Start of Block
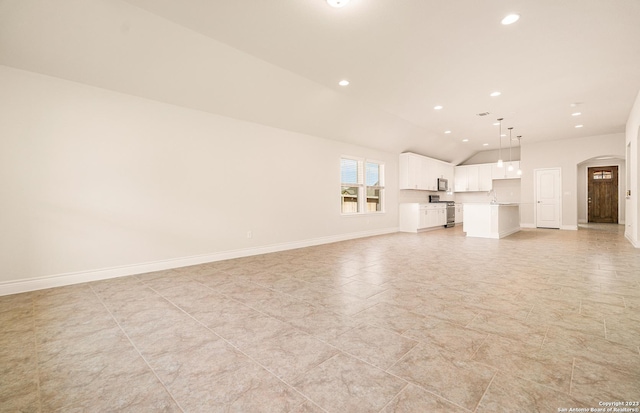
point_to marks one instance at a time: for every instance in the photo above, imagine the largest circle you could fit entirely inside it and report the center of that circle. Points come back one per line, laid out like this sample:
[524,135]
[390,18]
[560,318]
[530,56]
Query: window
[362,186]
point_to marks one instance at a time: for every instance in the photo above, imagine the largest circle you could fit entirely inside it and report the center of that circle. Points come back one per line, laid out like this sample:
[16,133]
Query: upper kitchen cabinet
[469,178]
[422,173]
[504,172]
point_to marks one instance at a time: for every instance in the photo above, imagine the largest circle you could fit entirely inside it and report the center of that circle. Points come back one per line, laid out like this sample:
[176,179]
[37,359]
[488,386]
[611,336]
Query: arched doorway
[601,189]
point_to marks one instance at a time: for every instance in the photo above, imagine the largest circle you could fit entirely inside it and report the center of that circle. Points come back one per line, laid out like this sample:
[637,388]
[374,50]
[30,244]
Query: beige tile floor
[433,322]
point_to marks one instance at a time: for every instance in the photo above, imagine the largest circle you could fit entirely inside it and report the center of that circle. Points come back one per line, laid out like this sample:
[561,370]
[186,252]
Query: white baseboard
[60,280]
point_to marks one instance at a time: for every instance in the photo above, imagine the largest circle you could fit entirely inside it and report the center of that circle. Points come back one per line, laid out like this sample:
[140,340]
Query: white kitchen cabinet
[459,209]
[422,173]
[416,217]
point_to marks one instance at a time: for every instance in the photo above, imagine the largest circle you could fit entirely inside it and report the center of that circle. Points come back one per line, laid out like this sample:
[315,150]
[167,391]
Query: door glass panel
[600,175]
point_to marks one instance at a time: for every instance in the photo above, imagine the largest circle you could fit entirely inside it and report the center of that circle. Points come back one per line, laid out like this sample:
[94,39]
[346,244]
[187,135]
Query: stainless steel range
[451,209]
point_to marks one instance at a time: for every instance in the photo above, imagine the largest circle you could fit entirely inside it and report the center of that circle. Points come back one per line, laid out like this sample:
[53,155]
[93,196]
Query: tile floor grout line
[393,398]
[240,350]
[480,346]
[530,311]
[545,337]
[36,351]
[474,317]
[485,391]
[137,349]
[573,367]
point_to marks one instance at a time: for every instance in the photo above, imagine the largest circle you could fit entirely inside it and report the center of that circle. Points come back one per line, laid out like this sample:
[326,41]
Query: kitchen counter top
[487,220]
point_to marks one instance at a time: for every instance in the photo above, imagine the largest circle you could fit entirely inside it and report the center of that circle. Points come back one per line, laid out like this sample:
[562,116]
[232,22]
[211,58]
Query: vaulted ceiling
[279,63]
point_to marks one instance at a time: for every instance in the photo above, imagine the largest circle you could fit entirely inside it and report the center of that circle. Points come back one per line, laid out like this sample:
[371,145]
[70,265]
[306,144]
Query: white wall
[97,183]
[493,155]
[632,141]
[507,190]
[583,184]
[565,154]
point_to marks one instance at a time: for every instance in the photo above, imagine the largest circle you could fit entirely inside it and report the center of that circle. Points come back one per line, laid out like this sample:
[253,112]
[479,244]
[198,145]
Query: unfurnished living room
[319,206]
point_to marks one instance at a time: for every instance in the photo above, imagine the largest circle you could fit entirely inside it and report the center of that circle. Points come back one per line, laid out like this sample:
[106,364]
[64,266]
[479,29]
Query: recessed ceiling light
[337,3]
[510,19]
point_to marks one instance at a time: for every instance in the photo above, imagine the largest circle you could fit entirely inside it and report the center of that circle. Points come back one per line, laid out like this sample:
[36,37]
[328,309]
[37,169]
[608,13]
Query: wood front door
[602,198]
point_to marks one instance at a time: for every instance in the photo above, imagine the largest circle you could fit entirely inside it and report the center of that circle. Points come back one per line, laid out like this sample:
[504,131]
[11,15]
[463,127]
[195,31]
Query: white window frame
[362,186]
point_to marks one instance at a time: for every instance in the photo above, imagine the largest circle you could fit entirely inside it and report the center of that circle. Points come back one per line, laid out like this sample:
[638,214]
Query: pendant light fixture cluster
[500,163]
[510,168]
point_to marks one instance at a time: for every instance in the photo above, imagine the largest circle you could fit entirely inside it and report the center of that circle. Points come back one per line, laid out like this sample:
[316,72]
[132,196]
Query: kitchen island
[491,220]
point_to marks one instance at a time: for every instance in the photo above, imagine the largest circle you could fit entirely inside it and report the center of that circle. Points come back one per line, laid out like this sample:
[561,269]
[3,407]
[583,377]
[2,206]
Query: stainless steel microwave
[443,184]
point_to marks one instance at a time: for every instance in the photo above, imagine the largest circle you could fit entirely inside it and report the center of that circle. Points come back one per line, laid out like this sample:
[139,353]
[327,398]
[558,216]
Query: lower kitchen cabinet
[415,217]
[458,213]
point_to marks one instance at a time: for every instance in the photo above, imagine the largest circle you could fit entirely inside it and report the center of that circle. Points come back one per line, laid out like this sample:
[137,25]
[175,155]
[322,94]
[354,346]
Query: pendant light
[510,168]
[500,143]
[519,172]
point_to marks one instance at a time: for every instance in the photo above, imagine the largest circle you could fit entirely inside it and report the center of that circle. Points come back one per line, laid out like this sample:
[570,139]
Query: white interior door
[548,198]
End of Block
** EXERCISE **
Without including any pictures, repeat the records above exactly.

** SOLUTION TO THE PROBLEM **
point_to marks one instance at a time: for every instance in the photo above, imagine the largest circle you could fit entirely inside it and report the center of that circle. Points come back one per line, laid out like this sample:
[524,135]
[390,18]
[560,318]
[530,56]
Query: window
[362,186]
point_to marks one instance at a time: for every instance in the photo above, imagine the largest circle you could fit entirely inside it and report the center of that circle. Points come back one per line, laid out like this sample:
[16,133]
Query: upper kitchen cabinet
[469,178]
[422,173]
[504,172]
point_to marks one instance at a time: for every instance in the photo above, imagine the largest circle you could fit entirely inside it and report the center of that circle. Points come back one per line, laid out like this sample:
[176,179]
[37,359]
[488,386]
[611,336]
Query: arched doorway
[601,189]
point_to marks one instance at a time: for every instance in the photo above, imagine the largest circle you could fit entirely inside it and report the center of that circle. Points come back one per line, laid out like this sample:
[637,388]
[374,50]
[30,244]
Query: beige tile floor
[433,322]
point_to marks one instance at a time: for every instance in the photo above, imagine the largest circle you could fit entirely inside it and report the center of that circle. Points come back one per line, laid out like this sample:
[561,370]
[186,252]
Query: white baseboard
[60,280]
point_to marks one instance at a time: for every instance in the photo above, imagine the largest circle you could fit entirely inside it and report the center of that circle. Points come back one per line, laid out like this sample:
[140,340]
Query: white kitchen cabinet
[459,209]
[422,173]
[416,217]
point_to marks one instance at a time: for every instance in the photo above, imagine the largest circle you could fit entirely inside it and report the center of that circle. Points come back one per line, laid out like this sample:
[315,150]
[167,391]
Query: door glass panel
[600,175]
point_to marks one instance at a time: for every instance in the photo above, imagine the largest circle you could fit entirely inside it and report the center of that circle. Points come back one per line, laid out like this sample:
[94,39]
[346,244]
[187,135]
Query: stainless steel range
[451,209]
point_to marks one instance at a time: for every instance in the photo above, imagine the largest circle you could fit entirely inside it and report the center of that circle. Points come back one per line, laid out like this sample:
[53,155]
[93,196]
Query: tile floor grout line
[393,398]
[240,350]
[480,346]
[530,311]
[545,337]
[36,351]
[474,317]
[485,391]
[137,349]
[573,367]
point_to marks one instance at a time: for every instance in the photo above, imagine the largest circle you could fit entirely inside it and report the center of that circle. Points come back one per line, laid out like this sample:
[326,41]
Query: kitchen counter top
[487,220]
point_to marks one instance at a time: for every instance in the photo above, imagine the largest circle you could fit entirely inside it and report the center of that circle. Points come back one per line, laid out like this sample:
[562,116]
[232,22]
[211,58]
Query: vaulted ceiling
[279,63]
point_to marks one instance at a time: for every instance in the photo above, imagine the largest circle you could fit entirely inside it and report the center of that circle. Points come back one per line, laid out like this sample:
[371,145]
[70,265]
[306,144]
Query: white wall
[97,183]
[493,155]
[632,141]
[507,190]
[583,184]
[565,154]
point_to marks one instance at a time: for every instance in the photo above, imagine the largest circle you could fit entirely inside it and report the center of that circle. Points come back one per line, laid out like this sample:
[253,112]
[479,244]
[198,145]
Query: unfurnished living room
[319,206]
point_to marks one instance at a time: for every instance in the photo above, imagine the largest circle you could fit entirely inside it and report the center of that circle. Points come back one per line, laid out like this sample:
[106,364]
[64,266]
[479,29]
Query: recessed ceiling light
[337,3]
[510,19]
point_to marks one instance at a time: for every instance in the photo above, imagine the largest circle you could fit entirely inside it and report the center of that circle. Points come back one per line, laid out like this sample:
[36,37]
[328,309]
[37,169]
[608,13]
Query: wood front door
[602,198]
point_to marks one instance at a time: for every instance in the photo above, imagine the largest circle you could fit entirely inside it and report the center of that circle. Points come back one per line, laid out like this sample:
[504,131]
[11,15]
[463,127]
[195,31]
Query: white window frame
[362,186]
point_to marks one instance at a time: for every instance in the photo above, imagine the largest circle you could fit entirely inside it and report the center of that circle. Points come back one per line, laid out like this sample:
[638,214]
Query: pendant light fixture cluster
[500,163]
[510,168]
point_to marks one instance at a time: for every instance in the photo above, imagine the largest circle you could fit entirely inside it and report the center of that circle. Points come back one per line, laid out like this sample:
[316,72]
[132,196]
Query: kitchen island
[491,220]
point_to marks one instance at a time: for every instance in the photo above, imagine the largest circle you could fit entirely inside it and report the center of that circle. Points come back one per line, laid out like this sample:
[561,269]
[3,407]
[583,377]
[2,206]
Query: stainless steel microwave
[443,184]
point_to marks one instance at a time: for every instance in the photo above, imagine the largest circle you could fit entirely inside it and report the center of that circle. Points come back one per line, laid out like this sample:
[139,353]
[327,398]
[558,216]
Query: lower kitchen cabinet
[415,217]
[458,213]
point_to marks one instance at a time: for every instance in the photo above, imagine the largest circle you could fit entirely inside it and report the center of that circle. Points come back one per line, laid out like this sample:
[137,25]
[175,155]
[322,94]
[354,346]
Query: pendant light
[510,168]
[500,143]
[519,172]
point_to marks one instance at a time: for every instance in the photo above, imagine the largest circle you could fit entirely inside it and report the center of that circle. Points come back one per line, laid out like this sample:
[570,139]
Query: white interior door
[548,198]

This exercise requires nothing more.